Passage for review »
Teaching Human Behavior Improves Content Understanding Abilities Of VLMs

Abstract

Communication is defined as "Who says what to whom with what effect." A message from a communicator generates downstream receiver effects, also known as behavior. Receiver behavior, being a downstream effect of the message, carries rich signals about it. Even after carrying signals about the message, the behavior signal is often ignored while training vision language models. We show that training VLMs on receiver behavior can actually help improve their content-understanding abilities. We demonstrate that training VLMs to predict receiver behaviors, such as likes, comments, and replay graphs, which are available at scale, enhances the VLM's performance across a broad range of downstream content understanding tasks. We show this performance increase over 6 types of behavior, 46 different tasks covering image, video, text and audio over 26 benchmark datasets across both 0-shot and fine-tuning settings, outperforming many supervised baselines on diverse tasks ranging from emotion recognition to captioning by upto 150%. We note that since receiver behavior, such as likes, comments, and replay graphs, is collected by default on the internet and does not need any human annotations to be useful, the performance improvement we get after training on this data is essentially free-lunch. We also release BLIFT, our Behaviour-LLaVA IFT dataset comprising of 730k images and videos with their receiver behavior collected from multiple platforms on which we train our models to achieve this.

Five Factors of Communication

The diagram shows how receiver behavior (comments, likes, etc.) contains valuable signals about content, including temporal, cognitive, character, context, and user opinion information. This data, which is collected by default on internet platforms, is often ignored during VLM training but can significantly enhance content understanding.

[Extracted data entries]
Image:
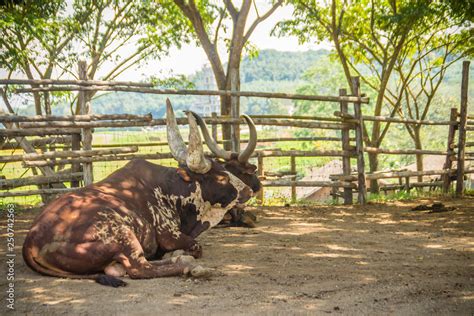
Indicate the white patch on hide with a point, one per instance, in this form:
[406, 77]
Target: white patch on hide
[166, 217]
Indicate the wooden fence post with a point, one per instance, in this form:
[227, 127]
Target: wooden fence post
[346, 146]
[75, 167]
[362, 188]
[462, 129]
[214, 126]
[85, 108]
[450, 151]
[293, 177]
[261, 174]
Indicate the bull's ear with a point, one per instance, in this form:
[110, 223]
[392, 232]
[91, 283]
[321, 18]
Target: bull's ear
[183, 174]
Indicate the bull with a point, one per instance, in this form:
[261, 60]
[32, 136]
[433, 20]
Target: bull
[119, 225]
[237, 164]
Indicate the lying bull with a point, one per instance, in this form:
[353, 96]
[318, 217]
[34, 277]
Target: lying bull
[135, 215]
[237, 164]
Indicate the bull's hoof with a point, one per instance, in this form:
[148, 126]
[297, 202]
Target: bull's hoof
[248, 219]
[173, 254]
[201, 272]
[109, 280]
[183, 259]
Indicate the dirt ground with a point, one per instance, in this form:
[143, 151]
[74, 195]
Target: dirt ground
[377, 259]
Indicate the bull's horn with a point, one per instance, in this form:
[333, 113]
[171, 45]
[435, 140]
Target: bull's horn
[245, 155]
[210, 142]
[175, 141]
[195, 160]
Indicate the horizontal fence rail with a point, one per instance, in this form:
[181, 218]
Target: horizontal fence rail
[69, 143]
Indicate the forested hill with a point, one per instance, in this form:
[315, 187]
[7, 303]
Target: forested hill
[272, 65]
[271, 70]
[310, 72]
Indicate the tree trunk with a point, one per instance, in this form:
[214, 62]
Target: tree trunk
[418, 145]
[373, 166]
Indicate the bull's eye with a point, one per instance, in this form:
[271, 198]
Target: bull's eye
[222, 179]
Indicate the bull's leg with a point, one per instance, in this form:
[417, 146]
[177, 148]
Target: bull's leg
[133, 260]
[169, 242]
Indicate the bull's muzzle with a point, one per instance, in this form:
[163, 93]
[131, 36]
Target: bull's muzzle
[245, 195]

* * *

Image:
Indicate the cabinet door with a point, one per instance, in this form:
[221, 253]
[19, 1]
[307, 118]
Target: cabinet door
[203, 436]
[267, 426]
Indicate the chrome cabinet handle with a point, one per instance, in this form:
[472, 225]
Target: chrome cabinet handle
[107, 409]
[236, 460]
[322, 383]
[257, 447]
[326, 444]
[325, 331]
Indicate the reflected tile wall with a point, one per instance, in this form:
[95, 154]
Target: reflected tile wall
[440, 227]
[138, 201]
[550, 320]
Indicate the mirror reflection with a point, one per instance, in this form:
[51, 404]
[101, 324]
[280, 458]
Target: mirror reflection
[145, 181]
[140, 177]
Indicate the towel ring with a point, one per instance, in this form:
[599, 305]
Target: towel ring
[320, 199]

==

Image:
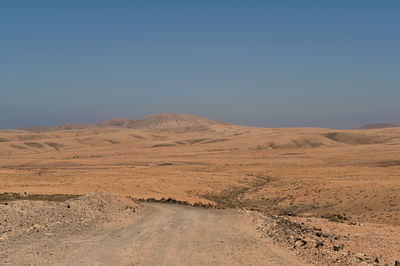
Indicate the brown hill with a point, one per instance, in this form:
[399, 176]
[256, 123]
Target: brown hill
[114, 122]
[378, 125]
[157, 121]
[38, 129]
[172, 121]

How to complete this task »
Do the following statements agree with the page on training VLMs with receiver behavior? Answer yes or no for each, quoting the words of the page that decide it.
1. The released BLIFT dataset contains 730k images and videos.
2. Receiver behavior needs human annotations before it is useful for training.
3. The reported performance increase was shown only in fine-tuning settings.

The completed task »
1. Yes: "comprising of 730k images and videos"
2. No: "does not need any human annotations to be useful"
3. No: "across both 0-shot and fine-tuning settings"